What is expected: Carry on the profile of finance instructor Paul Gilson, picking up right after its final sentence.

Source passage:
==========
The Instructor
Associate professor-in-residence in finance, Paul Gilson grew up in the Thames River town of Gravesend, 20 miles east of London, and earned a degree in mathematics from Bristol University. His plan was always to go on to a Ph.D. “But first,” he says, “I needed a job.” So he went to work in London for KPMG, the global accounting giant. His first day at the office, stock markets around the world collapsed in the Black Monday crash of 1987, still the greatest one-day loss by percentage in Dow history. During the long recovery that followed, KPMG was kept very busy, and Gilson gained extensive experience in mergers and acquisitions, a specialty of his department. “The late 1980s in London,” he says. “It was an exciting time.”
By 1990 he was ready for a change and transferred to KPMG’s Atlanta office for an 18-month assignment. Three years and many IPOs later, he decided to complete his own long-postponed doctorate — in finance instead of math. By then Gilson’s wife Lucy, now associate dean of UConn’s business school, was deep into graduate studies at Georgia Institute of Technology. Gilson looked at “all the fun she was having” and enrolled at Georgia Tech. For his dissertation, he applied game theory to the interactions between entrepreneurs and the venture capitalists who fund them.
==========
Supplied records:
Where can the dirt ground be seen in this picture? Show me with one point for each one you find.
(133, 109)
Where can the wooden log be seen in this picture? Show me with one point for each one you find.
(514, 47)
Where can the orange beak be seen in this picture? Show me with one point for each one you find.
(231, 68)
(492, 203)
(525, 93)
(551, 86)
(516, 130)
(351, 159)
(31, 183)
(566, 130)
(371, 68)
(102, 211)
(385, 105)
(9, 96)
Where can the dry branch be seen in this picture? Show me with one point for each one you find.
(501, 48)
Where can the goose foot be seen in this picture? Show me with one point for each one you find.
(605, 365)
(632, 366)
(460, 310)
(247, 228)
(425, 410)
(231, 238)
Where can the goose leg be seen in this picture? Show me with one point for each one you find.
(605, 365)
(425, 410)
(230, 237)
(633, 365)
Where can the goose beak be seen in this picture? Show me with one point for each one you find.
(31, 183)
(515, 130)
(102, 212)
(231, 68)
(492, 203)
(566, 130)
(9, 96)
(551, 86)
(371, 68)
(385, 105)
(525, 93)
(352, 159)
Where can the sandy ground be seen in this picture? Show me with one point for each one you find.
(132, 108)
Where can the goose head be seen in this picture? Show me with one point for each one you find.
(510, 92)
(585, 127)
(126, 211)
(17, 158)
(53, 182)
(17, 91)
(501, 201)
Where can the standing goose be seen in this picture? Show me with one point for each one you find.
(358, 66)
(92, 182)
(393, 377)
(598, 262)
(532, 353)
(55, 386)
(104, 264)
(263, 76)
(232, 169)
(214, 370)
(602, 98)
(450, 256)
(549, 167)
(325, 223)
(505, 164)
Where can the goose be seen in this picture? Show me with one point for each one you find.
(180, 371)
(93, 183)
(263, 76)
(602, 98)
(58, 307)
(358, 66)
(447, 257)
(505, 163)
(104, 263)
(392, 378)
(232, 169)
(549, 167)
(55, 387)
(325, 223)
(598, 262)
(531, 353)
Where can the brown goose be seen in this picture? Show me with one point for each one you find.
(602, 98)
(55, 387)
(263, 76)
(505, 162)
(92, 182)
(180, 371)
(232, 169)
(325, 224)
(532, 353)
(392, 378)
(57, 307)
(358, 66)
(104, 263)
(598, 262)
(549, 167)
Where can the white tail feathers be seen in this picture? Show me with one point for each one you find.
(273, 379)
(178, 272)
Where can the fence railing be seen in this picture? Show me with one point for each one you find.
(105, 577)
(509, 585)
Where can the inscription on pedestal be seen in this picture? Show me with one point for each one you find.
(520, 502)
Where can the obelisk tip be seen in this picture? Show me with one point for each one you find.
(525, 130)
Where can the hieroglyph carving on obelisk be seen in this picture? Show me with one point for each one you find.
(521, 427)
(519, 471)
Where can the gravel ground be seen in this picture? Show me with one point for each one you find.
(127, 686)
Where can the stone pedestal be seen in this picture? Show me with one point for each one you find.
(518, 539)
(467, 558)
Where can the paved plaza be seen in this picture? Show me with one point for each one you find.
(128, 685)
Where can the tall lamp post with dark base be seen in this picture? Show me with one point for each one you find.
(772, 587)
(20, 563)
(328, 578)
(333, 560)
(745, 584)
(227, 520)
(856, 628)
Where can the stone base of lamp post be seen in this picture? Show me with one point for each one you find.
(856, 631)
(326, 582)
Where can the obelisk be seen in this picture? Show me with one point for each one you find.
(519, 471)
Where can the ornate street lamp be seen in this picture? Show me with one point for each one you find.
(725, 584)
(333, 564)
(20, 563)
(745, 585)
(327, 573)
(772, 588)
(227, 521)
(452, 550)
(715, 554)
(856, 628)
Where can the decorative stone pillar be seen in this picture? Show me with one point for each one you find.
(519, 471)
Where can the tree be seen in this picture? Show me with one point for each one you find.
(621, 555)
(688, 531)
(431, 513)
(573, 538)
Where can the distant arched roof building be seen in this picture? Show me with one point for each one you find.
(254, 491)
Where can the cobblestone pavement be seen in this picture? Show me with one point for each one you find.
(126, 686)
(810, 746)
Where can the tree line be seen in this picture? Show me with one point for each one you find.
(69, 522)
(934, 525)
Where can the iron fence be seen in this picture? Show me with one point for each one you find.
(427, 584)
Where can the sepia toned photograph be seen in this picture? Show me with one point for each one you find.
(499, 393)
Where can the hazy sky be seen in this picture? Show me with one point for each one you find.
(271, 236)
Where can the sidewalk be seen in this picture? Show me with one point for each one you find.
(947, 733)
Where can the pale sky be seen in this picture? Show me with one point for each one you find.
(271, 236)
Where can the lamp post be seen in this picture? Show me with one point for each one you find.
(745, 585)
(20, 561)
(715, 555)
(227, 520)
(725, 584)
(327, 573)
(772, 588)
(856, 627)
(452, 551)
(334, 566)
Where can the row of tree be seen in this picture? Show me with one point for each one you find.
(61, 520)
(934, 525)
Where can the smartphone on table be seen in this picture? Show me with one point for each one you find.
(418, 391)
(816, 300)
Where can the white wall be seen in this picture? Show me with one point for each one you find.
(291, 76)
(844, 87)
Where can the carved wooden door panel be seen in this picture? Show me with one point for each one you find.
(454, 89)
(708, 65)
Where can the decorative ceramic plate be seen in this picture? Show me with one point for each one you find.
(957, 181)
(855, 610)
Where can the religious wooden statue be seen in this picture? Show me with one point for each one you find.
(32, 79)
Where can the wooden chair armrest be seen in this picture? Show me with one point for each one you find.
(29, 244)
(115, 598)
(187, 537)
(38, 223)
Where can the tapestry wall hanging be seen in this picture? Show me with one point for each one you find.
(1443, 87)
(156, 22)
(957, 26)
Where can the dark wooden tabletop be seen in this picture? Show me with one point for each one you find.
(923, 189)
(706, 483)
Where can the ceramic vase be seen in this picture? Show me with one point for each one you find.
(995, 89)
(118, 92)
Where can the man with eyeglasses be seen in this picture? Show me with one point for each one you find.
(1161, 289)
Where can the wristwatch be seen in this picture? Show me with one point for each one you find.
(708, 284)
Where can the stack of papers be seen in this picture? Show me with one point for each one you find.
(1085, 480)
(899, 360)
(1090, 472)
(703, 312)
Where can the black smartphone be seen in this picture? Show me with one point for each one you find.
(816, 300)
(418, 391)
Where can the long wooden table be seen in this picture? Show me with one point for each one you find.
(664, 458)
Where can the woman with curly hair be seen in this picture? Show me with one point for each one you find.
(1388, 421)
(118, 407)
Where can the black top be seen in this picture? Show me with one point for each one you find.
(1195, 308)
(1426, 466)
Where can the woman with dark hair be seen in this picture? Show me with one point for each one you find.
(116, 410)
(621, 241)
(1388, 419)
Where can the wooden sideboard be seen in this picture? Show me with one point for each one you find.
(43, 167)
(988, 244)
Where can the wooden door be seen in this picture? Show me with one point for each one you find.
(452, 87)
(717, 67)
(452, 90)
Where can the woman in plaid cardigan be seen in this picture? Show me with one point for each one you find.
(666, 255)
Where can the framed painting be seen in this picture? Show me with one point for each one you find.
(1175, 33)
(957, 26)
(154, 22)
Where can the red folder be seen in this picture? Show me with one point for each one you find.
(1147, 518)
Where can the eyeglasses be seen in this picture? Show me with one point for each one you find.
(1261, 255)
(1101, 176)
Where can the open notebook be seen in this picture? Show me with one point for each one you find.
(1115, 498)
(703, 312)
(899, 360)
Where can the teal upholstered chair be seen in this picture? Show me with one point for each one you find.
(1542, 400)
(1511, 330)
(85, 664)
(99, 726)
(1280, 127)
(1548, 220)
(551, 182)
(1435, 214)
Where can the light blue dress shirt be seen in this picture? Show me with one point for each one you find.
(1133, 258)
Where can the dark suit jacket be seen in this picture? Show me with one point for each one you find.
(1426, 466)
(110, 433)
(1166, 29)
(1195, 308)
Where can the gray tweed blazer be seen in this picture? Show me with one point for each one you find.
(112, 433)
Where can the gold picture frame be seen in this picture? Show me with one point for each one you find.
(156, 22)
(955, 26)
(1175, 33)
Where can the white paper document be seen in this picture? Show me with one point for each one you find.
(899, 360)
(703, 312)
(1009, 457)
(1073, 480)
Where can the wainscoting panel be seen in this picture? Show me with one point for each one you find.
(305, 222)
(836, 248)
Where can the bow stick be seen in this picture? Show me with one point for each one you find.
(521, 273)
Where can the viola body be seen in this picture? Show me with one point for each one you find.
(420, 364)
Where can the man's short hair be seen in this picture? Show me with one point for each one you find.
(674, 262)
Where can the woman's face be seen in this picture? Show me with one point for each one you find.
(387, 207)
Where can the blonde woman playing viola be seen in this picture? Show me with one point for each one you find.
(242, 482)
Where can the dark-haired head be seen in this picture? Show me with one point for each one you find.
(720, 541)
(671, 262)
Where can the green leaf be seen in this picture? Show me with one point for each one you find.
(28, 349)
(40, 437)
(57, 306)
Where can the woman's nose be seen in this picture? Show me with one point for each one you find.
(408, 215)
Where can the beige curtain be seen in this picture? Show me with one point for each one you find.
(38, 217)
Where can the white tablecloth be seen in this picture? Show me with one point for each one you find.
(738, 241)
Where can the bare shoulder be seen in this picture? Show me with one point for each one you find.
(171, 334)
==========
Solved problem:
“If I’m an investor in Apple, I’m one of millions,” he explains. “It’s very diffuse. But in a start-up business, the shareholder structure is lumpy. You’ve got a founder who has a different opinion than an investor. Coalitions become important. I use game theory to understand those relationships and convert lumpiness to relative strength.”
Gilson is the academic director of the undergraduate finance major and serves as the department’s honors advisor. Since 2016 he also has been a faculty mentor to the Student Managed Fund, the nearly $6 million investment portfolio directed by teams of undergraduate and graduate students. “The SMF,” he proudly notes, “usually outperforms the market.”
Class Description
A popular undergraduate business school elective, FNCE 4306 examines the roles played by financial institutions in the global economy. In addition to traditional banks and insurance companies, the class looks at the shadow banking system of private capital, such as hedge funds and private equity. Students expand their knowledge of capital markets beyond the stock market, learn the role of money in the economy, and are introduced to new types of investments, such as credit derivatives. These ideas are seen in the context of finacial institutions, with a focus on risk measurement and management.
“Students get their hands dirty with real data,” Gilson says. “They find what’s going on in the world outside the classroom, what’s going on in the markets, what the yield curve is telling us, what the Federal Reserve is doing. Each class begins with a discussion on some current topic on the Bloomberg screen.”
In group projects, students might act as bond traders who are specifically not investing for the long term, or they might put together portfolios of cryptocurrencies and then use up-to-the-minute data to estimate how much risk the portfolio contains. “What is market risk?” Gilson asks. “Market risk is how much money you lose if tomorrow’s a bad day, and things go pear shaped. That’s market risk.”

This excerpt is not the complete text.